--- INPUT RECORDS Enclosed Below ---

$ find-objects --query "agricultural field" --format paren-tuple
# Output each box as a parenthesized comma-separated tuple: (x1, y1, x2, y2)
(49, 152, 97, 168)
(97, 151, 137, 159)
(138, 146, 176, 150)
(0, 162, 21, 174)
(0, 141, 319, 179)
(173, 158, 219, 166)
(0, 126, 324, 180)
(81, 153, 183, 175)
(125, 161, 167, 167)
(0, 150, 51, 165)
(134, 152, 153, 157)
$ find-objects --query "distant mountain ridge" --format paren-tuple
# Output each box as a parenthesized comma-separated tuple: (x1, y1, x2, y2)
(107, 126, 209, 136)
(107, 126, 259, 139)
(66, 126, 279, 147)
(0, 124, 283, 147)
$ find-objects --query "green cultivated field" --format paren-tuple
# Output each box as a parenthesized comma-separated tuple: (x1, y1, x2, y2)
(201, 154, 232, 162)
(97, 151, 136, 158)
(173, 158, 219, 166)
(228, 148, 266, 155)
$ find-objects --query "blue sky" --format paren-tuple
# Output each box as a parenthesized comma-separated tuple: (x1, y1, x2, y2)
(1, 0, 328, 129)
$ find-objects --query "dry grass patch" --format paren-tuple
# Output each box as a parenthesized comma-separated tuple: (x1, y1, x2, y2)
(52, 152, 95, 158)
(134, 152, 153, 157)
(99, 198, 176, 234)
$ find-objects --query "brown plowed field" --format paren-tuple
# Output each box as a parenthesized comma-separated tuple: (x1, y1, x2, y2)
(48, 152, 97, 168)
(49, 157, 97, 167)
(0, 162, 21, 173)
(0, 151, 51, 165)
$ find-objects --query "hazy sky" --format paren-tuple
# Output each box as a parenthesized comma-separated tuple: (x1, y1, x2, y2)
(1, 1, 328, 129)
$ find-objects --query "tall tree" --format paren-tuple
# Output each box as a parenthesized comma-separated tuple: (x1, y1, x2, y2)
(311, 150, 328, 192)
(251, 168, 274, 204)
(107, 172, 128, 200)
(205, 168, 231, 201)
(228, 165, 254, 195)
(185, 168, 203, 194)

--- End of Enclosed INPUT RECORDS ---
--- INPUT RECORDS Enclosed Below ---

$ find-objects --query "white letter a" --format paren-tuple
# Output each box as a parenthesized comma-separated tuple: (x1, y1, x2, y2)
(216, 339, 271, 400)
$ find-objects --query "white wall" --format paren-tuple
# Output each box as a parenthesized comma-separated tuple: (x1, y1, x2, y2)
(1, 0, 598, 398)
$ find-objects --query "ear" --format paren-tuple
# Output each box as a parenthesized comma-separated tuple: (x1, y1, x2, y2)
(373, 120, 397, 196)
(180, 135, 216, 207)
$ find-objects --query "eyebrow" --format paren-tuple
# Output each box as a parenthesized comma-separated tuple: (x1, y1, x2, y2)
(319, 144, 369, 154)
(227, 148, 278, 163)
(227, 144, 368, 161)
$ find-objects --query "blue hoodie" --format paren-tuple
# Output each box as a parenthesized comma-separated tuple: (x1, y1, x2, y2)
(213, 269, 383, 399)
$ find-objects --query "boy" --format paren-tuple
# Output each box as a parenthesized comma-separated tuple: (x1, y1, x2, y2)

--- End of Enclosed INPUT RECORDS ---
--- INPUT RECORDS Enclosed Below ---

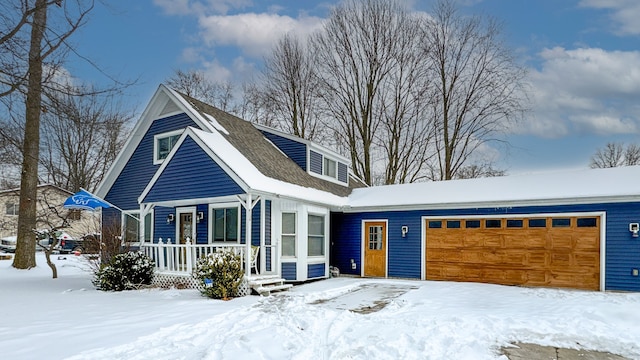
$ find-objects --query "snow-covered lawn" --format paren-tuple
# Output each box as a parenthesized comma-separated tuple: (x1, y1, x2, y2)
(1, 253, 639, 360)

--- End of Enclosed INPUT RECORDS ---

| PROBLEM TO SOLVE |
Above are the records. How many of their lines hold "blue"? Answer with the number alone.

| ANSWER BELOW |
2